-- Opening Marker --

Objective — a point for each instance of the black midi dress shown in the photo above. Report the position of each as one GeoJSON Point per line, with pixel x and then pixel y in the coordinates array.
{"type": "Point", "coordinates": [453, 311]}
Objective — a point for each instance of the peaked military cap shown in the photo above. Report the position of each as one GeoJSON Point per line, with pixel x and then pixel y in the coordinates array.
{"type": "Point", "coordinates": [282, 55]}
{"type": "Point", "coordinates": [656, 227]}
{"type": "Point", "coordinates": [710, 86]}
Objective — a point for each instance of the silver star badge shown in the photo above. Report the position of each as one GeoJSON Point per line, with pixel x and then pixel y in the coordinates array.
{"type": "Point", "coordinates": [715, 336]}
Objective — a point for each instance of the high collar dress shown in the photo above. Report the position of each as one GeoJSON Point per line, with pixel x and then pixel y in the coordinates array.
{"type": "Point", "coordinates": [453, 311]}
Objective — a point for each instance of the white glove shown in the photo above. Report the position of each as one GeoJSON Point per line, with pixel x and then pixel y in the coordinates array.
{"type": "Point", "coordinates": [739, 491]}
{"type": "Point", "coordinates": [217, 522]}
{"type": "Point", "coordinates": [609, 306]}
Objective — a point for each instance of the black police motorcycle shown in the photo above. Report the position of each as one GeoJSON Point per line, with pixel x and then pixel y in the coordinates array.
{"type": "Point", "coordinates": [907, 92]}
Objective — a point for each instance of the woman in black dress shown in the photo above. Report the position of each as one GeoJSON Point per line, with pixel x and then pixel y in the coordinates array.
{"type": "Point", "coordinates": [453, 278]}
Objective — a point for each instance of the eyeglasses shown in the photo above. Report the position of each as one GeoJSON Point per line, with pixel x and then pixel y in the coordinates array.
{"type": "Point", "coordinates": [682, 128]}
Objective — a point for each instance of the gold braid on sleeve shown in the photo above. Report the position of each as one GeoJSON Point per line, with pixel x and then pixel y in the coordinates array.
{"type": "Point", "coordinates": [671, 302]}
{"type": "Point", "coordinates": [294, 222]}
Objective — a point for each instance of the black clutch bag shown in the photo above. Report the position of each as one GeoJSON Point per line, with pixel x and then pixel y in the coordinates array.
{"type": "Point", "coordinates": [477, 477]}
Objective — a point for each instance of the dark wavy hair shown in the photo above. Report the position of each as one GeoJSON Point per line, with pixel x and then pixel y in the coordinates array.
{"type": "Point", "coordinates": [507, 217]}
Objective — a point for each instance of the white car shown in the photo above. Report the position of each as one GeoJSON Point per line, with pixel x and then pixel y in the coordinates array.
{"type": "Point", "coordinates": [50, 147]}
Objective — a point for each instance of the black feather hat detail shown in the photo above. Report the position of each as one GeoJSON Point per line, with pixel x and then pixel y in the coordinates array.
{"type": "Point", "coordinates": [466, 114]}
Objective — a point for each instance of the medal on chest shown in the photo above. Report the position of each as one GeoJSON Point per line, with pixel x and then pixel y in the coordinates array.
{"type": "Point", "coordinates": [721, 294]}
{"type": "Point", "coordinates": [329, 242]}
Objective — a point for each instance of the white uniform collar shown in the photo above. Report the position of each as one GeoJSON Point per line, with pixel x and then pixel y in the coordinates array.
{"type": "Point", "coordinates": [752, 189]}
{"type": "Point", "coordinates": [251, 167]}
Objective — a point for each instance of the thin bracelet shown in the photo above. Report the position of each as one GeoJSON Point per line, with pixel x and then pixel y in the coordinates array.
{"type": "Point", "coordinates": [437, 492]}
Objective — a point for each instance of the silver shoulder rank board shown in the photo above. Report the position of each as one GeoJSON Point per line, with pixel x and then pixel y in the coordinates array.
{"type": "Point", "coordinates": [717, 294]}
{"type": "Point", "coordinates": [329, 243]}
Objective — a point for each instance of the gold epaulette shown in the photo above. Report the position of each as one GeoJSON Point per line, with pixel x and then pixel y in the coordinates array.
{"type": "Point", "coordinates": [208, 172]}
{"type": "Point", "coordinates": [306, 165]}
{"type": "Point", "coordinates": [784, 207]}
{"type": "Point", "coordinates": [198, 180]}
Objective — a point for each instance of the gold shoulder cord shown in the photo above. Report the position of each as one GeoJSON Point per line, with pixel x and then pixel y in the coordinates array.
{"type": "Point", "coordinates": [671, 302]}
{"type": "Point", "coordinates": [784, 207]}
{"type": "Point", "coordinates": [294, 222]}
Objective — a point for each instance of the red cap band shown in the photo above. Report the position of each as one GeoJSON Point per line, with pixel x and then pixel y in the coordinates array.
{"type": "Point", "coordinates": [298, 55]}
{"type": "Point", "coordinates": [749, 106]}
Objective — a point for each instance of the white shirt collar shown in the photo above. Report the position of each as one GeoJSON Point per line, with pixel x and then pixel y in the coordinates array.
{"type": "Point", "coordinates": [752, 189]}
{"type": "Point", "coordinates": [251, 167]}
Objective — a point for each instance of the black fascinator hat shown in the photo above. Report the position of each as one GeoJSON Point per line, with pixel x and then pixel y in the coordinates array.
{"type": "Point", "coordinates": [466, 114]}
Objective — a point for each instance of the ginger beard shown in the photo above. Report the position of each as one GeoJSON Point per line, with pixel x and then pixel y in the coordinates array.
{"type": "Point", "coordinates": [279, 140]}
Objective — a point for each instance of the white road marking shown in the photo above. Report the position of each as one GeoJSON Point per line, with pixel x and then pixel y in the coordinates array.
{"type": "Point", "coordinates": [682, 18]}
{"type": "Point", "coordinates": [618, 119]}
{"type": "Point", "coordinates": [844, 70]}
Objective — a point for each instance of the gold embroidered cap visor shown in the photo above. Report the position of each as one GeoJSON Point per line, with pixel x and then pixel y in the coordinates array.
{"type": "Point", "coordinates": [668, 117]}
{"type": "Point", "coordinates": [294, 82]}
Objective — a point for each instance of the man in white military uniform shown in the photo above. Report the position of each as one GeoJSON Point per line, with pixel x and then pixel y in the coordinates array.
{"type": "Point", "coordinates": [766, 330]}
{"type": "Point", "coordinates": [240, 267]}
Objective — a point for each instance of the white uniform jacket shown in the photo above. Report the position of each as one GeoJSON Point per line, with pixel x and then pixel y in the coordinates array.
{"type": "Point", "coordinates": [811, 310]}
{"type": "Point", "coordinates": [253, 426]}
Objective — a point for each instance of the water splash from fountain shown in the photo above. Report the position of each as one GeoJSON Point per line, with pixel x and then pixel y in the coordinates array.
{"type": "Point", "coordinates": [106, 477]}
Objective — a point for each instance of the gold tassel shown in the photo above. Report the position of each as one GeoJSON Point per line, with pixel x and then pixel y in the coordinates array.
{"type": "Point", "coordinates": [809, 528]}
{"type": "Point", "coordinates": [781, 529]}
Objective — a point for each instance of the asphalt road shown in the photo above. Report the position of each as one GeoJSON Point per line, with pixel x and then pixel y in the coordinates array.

-- Closing Marker --

PROBLEM TO WORK ON:
Copy every entry above word for word.

RESULT OF THE EXERCISE:
Objective — a point for each instance of the black midi dress shown in the photo above. Report the position of each as one GeoJSON Point per line, with pixel x and then pixel y in the coordinates array.
{"type": "Point", "coordinates": [453, 311]}
Objective — a point for each instance of the peaked military cap shown in the photo above. Report the position of each as one GeoJSON Point per line, with pixel x and then pixel y in the coordinates array.
{"type": "Point", "coordinates": [282, 55]}
{"type": "Point", "coordinates": [656, 227]}
{"type": "Point", "coordinates": [710, 86]}
Objective — a point for each instance of the silver star badge shown in the photo above. Report the position of each as one GeoJSON Point per line, with pixel x and then pixel y in the coordinates array.
{"type": "Point", "coordinates": [715, 336]}
Objective — a point for each instance of the high collar dress shown in the photo above. Report the position of each as one GeoJSON Point per line, with pixel x and then pixel y in the coordinates array.
{"type": "Point", "coordinates": [453, 311]}
Objective — a point for each instance of the white glove shown in the photo above. Report the position of each as one GeoJSON Point per line, with pixel x and then pixel y in the coordinates array.
{"type": "Point", "coordinates": [739, 491]}
{"type": "Point", "coordinates": [217, 522]}
{"type": "Point", "coordinates": [609, 306]}
Objective — a point for each instance of the black police motorcycle shown in the photo above. Report the position of each as one GeoJSON Point per line, with pixel x and then pixel y in the coordinates array.
{"type": "Point", "coordinates": [907, 92]}
Objective — a point for each instance of the woman in black dress shown in the photo above. Report the position of each as one GeoJSON Point per line, with pixel x and then pixel y in the coordinates array.
{"type": "Point", "coordinates": [453, 278]}
Objective — a point for each instance of the eyeglasses shown in the photo above. Report the position of each as one GeoJSON Point per line, with pixel x and then pixel y in the coordinates array.
{"type": "Point", "coordinates": [682, 128]}
Objective — a point for each instance of the gold braid on sleeve shown in the photo above. Report the position of each as one GeoJSON Point per line, with pixel x and then pixel y in the coordinates array.
{"type": "Point", "coordinates": [671, 302]}
{"type": "Point", "coordinates": [294, 222]}
Objective — a point for each instance of the black clutch bag shown in the photo above. Report the position of each as one GeoJSON Point per line, with pixel x and then pixel y in the coordinates array.
{"type": "Point", "coordinates": [477, 477]}
Objective — a point for each instance of the dark wavy hair shown in the photo above. Report the position of each as one GeoJSON Point per line, with pixel x and then pixel y in the coordinates array.
{"type": "Point", "coordinates": [507, 217]}
Objective — a point for each instance of the white car shown in the photo above. Report the position of each as one GeoJSON Point per line, with pixel x and then pixel y in the coordinates array.
{"type": "Point", "coordinates": [50, 147]}
Objective — a point for each instance of the black feather hat detail shown in the photo above. Report the position of each as one GeoJSON Point per line, with pixel x and then pixel y in the coordinates array.
{"type": "Point", "coordinates": [466, 114]}
Objective — a point for each instance of the medal on chest shown in the photo above. Report the position of each as one GeoJSON Point per line, with pixel x and then pixel y in the coordinates array.
{"type": "Point", "coordinates": [721, 294]}
{"type": "Point", "coordinates": [329, 242]}
Objective — a point for each instance of the white uniform collar shown in the photo above. Report the position of each as one GeoJSON Point per line, with pixel x and then pixel y in the coordinates array.
{"type": "Point", "coordinates": [752, 189]}
{"type": "Point", "coordinates": [251, 167]}
Objective — a point for each instance of the thin bracelet shown in the photo above. Report the position of each as one GeoJSON Point per line, with pixel x and then pixel y in the coordinates array.
{"type": "Point", "coordinates": [437, 492]}
Objective — a point for each instance of the silver shoulder rank board shown in the photo above. Report the position of each as one GeoJSON Point per line, with pixel x and then pixel y in the coordinates array.
{"type": "Point", "coordinates": [717, 294]}
{"type": "Point", "coordinates": [329, 243]}
Objective — a point for each instance of the gold epaulette shown in the photo above. Report the position of each as one GeoJSON Point per line, with pixel x and then pixel y in the coordinates array.
{"type": "Point", "coordinates": [208, 172]}
{"type": "Point", "coordinates": [306, 165]}
{"type": "Point", "coordinates": [784, 207]}
{"type": "Point", "coordinates": [198, 180]}
Objective — a point for each instance of the gold shoulder cord shown in the photo above. Report the position of each as one GeoJSON Point per line, with pixel x and then pixel y in the coordinates array.
{"type": "Point", "coordinates": [671, 302]}
{"type": "Point", "coordinates": [784, 207]}
{"type": "Point", "coordinates": [294, 222]}
Objective — a point for each instance of the red cap band shown in the photo above. Report the position of each as one GeoJSON Point per line, with pixel x and then pixel y in the coordinates array.
{"type": "Point", "coordinates": [298, 55]}
{"type": "Point", "coordinates": [749, 106]}
Objective — a point for each instance of the white shirt collar shown in the photo above. Report the position of each as one GeoJSON Point per line, with pixel x and then pixel y in the coordinates array.
{"type": "Point", "coordinates": [752, 189]}
{"type": "Point", "coordinates": [251, 167]}
Objective — a point for each instance of the black fascinator hat shown in the photo above. Report the position of each as one GeoJSON Point per line, with pixel x and then pixel y in the coordinates array.
{"type": "Point", "coordinates": [466, 114]}
Objective — a point for each instance of the ginger beard shown in the photo above. Report the position of each as one GeoJSON Point per line, with pixel x and then pixel y in the coordinates array.
{"type": "Point", "coordinates": [279, 140]}
Objective — a point for each instance of the white road marking shown in the photo above. Report the position of each as one GeoJSON Point per line, with pixel x and then pixel y in the coordinates array.
{"type": "Point", "coordinates": [682, 18]}
{"type": "Point", "coordinates": [618, 119]}
{"type": "Point", "coordinates": [844, 70]}
Objective — a point for each instance of the gold embroidered cap visor shown in the photo above. Report the position of each as one GeoJSON Point per line, with pixel x and then pixel y in the coordinates array.
{"type": "Point", "coordinates": [668, 117]}
{"type": "Point", "coordinates": [294, 82]}
Objective — a point for each instance of the man in white military uniform shown in the photo above. Report the position of each as one GeoJSON Point per line, with pixel x and then pixel y in the coordinates array.
{"type": "Point", "coordinates": [766, 330]}
{"type": "Point", "coordinates": [240, 267]}
Objective — a point for each instance of the white uniform jacket shown in the photo above. Report the position of each as one GeoJSON Point per line, with pixel x and then pixel y in the coordinates array.
{"type": "Point", "coordinates": [811, 310]}
{"type": "Point", "coordinates": [253, 426]}
Objective — a point for each instance of the water splash from fountain shown in the photo above. Report the position of each as one GeoJSON Point per line, with pixel x and then pixel y in the coordinates array.
{"type": "Point", "coordinates": [106, 477]}
Objective — a point for each instance of the gold tassel shown in the photo above. Report the position of each as one GeoJSON Point per line, with pixel x and then pixel y in the coordinates array.
{"type": "Point", "coordinates": [809, 528]}
{"type": "Point", "coordinates": [781, 529]}
Objective — a point for each instance of the asphalt road shown in the photo above. Report the position of each as one GeoJSON Point per line, with pixel x and then pixel y in the coordinates array.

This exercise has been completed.